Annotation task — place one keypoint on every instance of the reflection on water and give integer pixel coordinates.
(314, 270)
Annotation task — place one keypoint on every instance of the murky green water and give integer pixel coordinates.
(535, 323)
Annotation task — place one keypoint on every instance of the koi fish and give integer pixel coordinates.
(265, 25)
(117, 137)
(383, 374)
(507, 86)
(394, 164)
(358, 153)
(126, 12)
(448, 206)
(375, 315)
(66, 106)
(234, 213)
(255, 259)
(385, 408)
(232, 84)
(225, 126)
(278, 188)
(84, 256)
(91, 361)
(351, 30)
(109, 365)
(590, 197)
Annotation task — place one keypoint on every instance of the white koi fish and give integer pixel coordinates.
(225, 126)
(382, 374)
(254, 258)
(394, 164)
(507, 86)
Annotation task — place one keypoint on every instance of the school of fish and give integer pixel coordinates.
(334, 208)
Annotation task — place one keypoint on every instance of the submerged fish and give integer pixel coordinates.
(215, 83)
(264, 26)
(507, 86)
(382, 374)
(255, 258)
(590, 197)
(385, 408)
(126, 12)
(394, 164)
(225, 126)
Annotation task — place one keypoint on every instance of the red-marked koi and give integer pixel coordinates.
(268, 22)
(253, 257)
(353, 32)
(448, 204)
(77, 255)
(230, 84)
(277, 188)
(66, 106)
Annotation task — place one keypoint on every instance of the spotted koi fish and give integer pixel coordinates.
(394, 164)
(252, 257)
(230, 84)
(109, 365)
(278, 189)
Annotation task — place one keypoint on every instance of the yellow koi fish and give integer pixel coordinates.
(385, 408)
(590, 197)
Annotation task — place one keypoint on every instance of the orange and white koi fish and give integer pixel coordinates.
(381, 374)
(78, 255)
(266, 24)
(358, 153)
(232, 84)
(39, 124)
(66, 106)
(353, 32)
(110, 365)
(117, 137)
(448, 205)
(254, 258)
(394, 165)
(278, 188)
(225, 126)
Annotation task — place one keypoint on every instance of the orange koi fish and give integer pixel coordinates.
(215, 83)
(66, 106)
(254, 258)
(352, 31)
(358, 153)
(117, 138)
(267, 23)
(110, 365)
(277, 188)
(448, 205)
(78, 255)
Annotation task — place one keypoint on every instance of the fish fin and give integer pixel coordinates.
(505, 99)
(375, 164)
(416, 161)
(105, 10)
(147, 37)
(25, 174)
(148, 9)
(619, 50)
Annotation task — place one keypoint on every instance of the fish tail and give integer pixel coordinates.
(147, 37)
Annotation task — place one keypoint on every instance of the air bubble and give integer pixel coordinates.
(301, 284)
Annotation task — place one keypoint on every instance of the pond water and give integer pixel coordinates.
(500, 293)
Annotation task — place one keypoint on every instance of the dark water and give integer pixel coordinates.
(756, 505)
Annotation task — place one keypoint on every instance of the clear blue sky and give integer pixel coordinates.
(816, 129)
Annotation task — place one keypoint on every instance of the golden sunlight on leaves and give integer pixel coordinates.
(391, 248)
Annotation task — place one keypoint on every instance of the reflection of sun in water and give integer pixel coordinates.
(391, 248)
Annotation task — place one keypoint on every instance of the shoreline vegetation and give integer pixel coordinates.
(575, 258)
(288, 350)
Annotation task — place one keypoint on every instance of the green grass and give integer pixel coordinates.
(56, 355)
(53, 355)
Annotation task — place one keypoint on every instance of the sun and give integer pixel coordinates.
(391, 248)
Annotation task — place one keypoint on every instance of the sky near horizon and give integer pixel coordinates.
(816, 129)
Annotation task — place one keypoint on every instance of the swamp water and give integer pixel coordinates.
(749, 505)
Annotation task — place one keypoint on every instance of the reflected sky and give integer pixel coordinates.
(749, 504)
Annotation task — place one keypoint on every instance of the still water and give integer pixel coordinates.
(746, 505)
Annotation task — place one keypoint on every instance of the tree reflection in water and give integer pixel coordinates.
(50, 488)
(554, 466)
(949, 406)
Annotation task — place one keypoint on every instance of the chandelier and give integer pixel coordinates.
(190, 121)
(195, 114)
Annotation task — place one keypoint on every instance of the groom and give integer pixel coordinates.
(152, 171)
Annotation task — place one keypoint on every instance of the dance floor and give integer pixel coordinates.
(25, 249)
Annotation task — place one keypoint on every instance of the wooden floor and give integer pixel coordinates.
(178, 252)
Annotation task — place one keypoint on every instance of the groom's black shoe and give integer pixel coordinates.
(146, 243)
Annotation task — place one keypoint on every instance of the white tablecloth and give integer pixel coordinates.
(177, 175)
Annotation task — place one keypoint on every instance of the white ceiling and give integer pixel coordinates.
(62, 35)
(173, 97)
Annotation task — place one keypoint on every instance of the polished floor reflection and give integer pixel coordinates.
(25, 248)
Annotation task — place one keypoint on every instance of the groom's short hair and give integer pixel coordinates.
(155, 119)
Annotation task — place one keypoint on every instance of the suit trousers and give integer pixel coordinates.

◆ EXERCISE AIM ◆
Print out all the entries precisely as written.

◆ TASK RESPONSE ◆
Annotation task — place one keypoint on every instance of the reflection on water and give integer pixel coordinates.
(314, 270)
Annotation task — place one keypoint on every instance of the murky green water and give integer pixel coordinates.
(535, 323)
Annotation task — place one keypoint on every instance of the koi fish and give integer pixel coordinates.
(265, 25)
(117, 137)
(383, 374)
(507, 86)
(394, 164)
(358, 153)
(126, 12)
(448, 206)
(375, 315)
(66, 106)
(234, 213)
(255, 259)
(385, 408)
(232, 84)
(225, 126)
(278, 188)
(84, 256)
(91, 361)
(351, 30)
(109, 365)
(590, 197)
Annotation task — place one keypoint on every instance of the white koi fish and give integer pixel coordinates.
(225, 126)
(382, 374)
(254, 258)
(394, 164)
(507, 86)
Annotation task — place one keypoint on every instance of the school of fish and give integer pixel coordinates.
(334, 208)
Annotation task — place one keypoint on every instance of the submerged fish and give integer pixel coordinates.
(215, 83)
(264, 26)
(507, 86)
(382, 374)
(255, 258)
(590, 197)
(385, 408)
(126, 12)
(394, 164)
(225, 126)
Annotation task — place one keypoint on every instance of the red-marked koi and give integer pixel coordinates.
(268, 22)
(253, 257)
(353, 32)
(448, 204)
(77, 255)
(230, 84)
(277, 188)
(66, 106)
Annotation task — place one keypoint on every instance of the spotted koi fish and give integer pixel coordinates.
(394, 164)
(252, 257)
(230, 84)
(109, 365)
(278, 189)
Annotation task — place one keypoint on every instance of the yellow koi fish and give integer pixel coordinates.
(385, 408)
(590, 197)
Annotation task — place one keypoint on every instance of the orange and white koi fish and give integer pixel coordinates.
(381, 374)
(78, 255)
(266, 24)
(358, 153)
(232, 84)
(39, 124)
(66, 106)
(353, 32)
(110, 365)
(117, 137)
(448, 205)
(254, 258)
(394, 165)
(278, 188)
(225, 126)
Annotation task — place one keypoint on every instance of the orange koi fish and give integer pixel coordinates.
(215, 83)
(66, 106)
(254, 258)
(352, 31)
(358, 153)
(117, 138)
(267, 23)
(110, 365)
(277, 188)
(448, 205)
(78, 255)
Annotation task — place one keypoint on every instance of the fish fin and give integer pixel coordinates.
(505, 99)
(375, 164)
(416, 161)
(105, 10)
(147, 37)
(25, 174)
(148, 9)
(619, 50)
Annotation task — place one keypoint on every instance of the fish tail and give integer pixel coordinates.
(147, 37)
Annotation task — place one keypoint on every instance of the air bubble and give integer pixel coordinates.
(301, 284)
Annotation task — place one keypoint on every instance of the pond water and give integer pixel coordinates.
(500, 293)
Annotation task — place one keypoint on every instance of the dark water and give integer pixel coordinates.
(756, 505)
Annotation task — place one keypoint on every instance of the clear blue sky and give integer pixel coordinates.
(816, 129)
Annotation task — place one keypoint on every instance of the golden sunlight on leaves and give integer pixel coordinates.
(391, 248)
Annotation task — place one keypoint on every instance of the reflection of sun in water and give integer pixel coordinates.
(391, 248)
Annotation task — place one keypoint on every instance of the shoreline vegetation and give integer pixel coordinates.
(575, 258)
(288, 350)
Annotation task — place one keypoint on every instance of the green grass and give integer pixel coordinates.
(56, 355)
(53, 355)
Annotation task — place one keypoint on every instance of the sun and give integer pixel coordinates.
(391, 248)
Annotation task — place one keypoint on every instance of the sky near horizon and give integer pixel coordinates.
(816, 129)
Annotation task — place one keypoint on every instance of the swamp water and give integer pixel coordinates.
(749, 505)
Annotation task — place one keypoint on every instance of the reflected sky and give integer pixel coordinates.
(749, 504)
Annotation task — place one keypoint on every instance of the still water and give integer pixel coordinates.
(746, 505)
Annotation task — place one keypoint on every instance of the tree reflection in water and give integer pixel coordinates.
(50, 488)
(554, 466)
(949, 406)
Annotation task — place one keypoint on every instance of the chandelier and give integer pixel coordinates.
(190, 121)
(195, 114)
Annotation task — place one keypoint on every instance of the groom and give integer pixel coordinates.
(152, 171)
Annotation task — place one keypoint on every instance of the dance floor and give integer pixel coordinates.
(25, 249)
Annotation task — place one keypoint on every instance of the wooden floor and give integer pixel coordinates.
(178, 252)
Annotation task — place one keypoint on every instance of the groom's black shoe and give integer pixel coordinates.
(146, 243)
Annotation task — place one keypoint on every instance of the white tablecloth and give integer pixel coordinates.
(177, 175)
Annotation task — place one keypoint on every instance of the white ceiling and give integer pixel coordinates.
(62, 35)
(173, 97)
Annotation task — place one keypoint on every instance of the polished floor reflection and give integer pixel coordinates.
(25, 248)
Annotation task — place one keypoint on every instance of the groom's short hair and give integer pixel coordinates.
(155, 119)
Annotation task — place one keypoint on every instance of the suit trousers and give integer pixel coordinates.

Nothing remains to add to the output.